--- GIVEN RECORDS Enclosed Below ---

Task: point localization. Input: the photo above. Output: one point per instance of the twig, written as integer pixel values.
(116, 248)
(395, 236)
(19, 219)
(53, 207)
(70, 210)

--- End of Enclosed GIVEN RECORDS ---

Each record above must be transcribed exactly, and none may be skipped.

• [SOLUTION FOR THIS TASK]
Task: point localization. Input: the photo above. Output: one point per instance of the twig, written as integer pixel values.
(116, 248)
(395, 236)
(19, 219)
(53, 207)
(70, 210)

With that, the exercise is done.